Sonunda bu da oldu.
Bu ülkede gün geçtikçe birbirinden ilginç olaylar meydana geliyor. Devletin hayati kurumlarını hedef alan, nereden geldiği belli olmayan belgelerin yol açtığı gerginlikler dahil son dönemde esrarını koruyan birçok olay yaşandı.
Bu son anlatacağımız örnek ise belki de Cumhuriyet tarihinde yaşanan bir ilk. Çünkü, Türkiye'de adaletin ve rejimin belkemiği kurumlarının ön sıralarında yer alan Yargıtay'ın önce banka hesaplarının kontrol edildiği, sonra da vergi incelemesine tabi tutulduğu gibi akılları kemiren bir şüphe var. İlk olarak yargı, sonra da maliye kaynaklarından aynı duyumları almamla araştırmalar sonucu elime ulaşan bir belge, bu şüpheyi haklı hale getiriyor.

Sınır etiketleme öğeleri
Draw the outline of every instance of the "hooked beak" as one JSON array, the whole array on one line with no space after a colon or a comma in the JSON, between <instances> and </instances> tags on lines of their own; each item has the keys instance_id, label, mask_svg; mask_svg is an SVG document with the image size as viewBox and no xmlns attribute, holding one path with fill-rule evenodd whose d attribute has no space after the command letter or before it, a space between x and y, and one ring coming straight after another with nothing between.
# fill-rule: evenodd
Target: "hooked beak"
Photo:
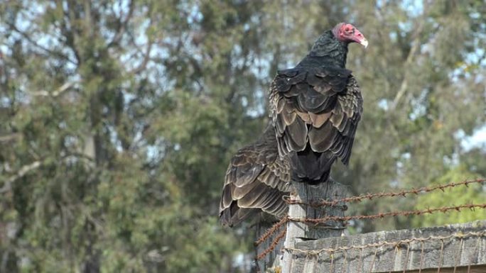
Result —
<instances>
[{"instance_id":1,"label":"hooked beak","mask_svg":"<svg viewBox=\"0 0 486 273\"><path fill-rule=\"evenodd\" d=\"M361 40L359 43L360 43L360 44L361 44L361 45L364 46L364 48L368 47L368 40L366 40L366 38L364 37L363 37L362 40Z\"/></svg>"}]
</instances>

**Gereksinimler:**
1. Kaynak metne göre şu sorular nasıl yanıtlanır?
(a) Son dönemdeki gerginliklere hangi belgeler yol açmış?
(b) Yazar aynı duyumları önce hangi, sonra hangi kaynaktan almış?
(c) Şüpheye göre Yargıtay'ın önce neyi kontrol edilmiş?
2. Kaynak metindeki "Bu son anlatacağımız örnek ise belki de Cumhuriyet tarihinde yaşanan bir ilk." cümlesi İngilizceye nasıl çevrilir?

**Yanıt Listesi:**
1.
(a) Devletin hayati kurumlarını hedef alan, nereden geldiği belli olmayan belgeler.
(b) Önce yargı, sonra maliye kaynaklarından.
(c) Banka hesapları.

2. This latest example we will relate, however, is perhaps a first in the history of the Republic.